**AUFGABENBESCHREIBUNG:** Schreib die folgenden Datensätze um und ersetze dabei „stone tower“ durch „bell tower“. Alles andere bleibt unverändert.

━━━ ROHDATEN

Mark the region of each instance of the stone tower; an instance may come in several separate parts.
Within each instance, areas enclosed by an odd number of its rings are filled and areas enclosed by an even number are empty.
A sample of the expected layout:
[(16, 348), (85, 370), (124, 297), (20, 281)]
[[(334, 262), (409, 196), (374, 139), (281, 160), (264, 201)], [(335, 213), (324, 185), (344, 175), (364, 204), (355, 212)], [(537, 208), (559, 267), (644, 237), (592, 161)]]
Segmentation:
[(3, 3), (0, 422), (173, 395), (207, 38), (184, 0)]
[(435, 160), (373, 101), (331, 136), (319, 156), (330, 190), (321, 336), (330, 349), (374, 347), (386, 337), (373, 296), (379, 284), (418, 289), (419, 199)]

━━━━━━

**ERGEBNIS DER ÜBUNG:**
Mark the region of each instance of the bell tower; an instance may come in several separate parts.
Within each instance, areas enclosed by an odd number of its rings are filled and areas enclosed by an even number are empty.
A sample of the expected layout:
[(16, 348), (85, 370), (124, 297), (20, 281)]
[[(334, 262), (409, 196), (374, 139), (281, 160), (264, 201)], [(335, 213), (324, 185), (344, 175), (364, 204), (355, 212)], [(537, 208), (559, 267), (644, 237), (592, 161)]]
Segmentation:
[(3, 3), (0, 422), (173, 395), (207, 38), (184, 0)]
[(435, 160), (373, 101), (331, 136), (319, 156), (330, 190), (321, 336), (330, 349), (374, 347), (386, 337), (373, 296), (379, 284), (418, 289), (419, 199)]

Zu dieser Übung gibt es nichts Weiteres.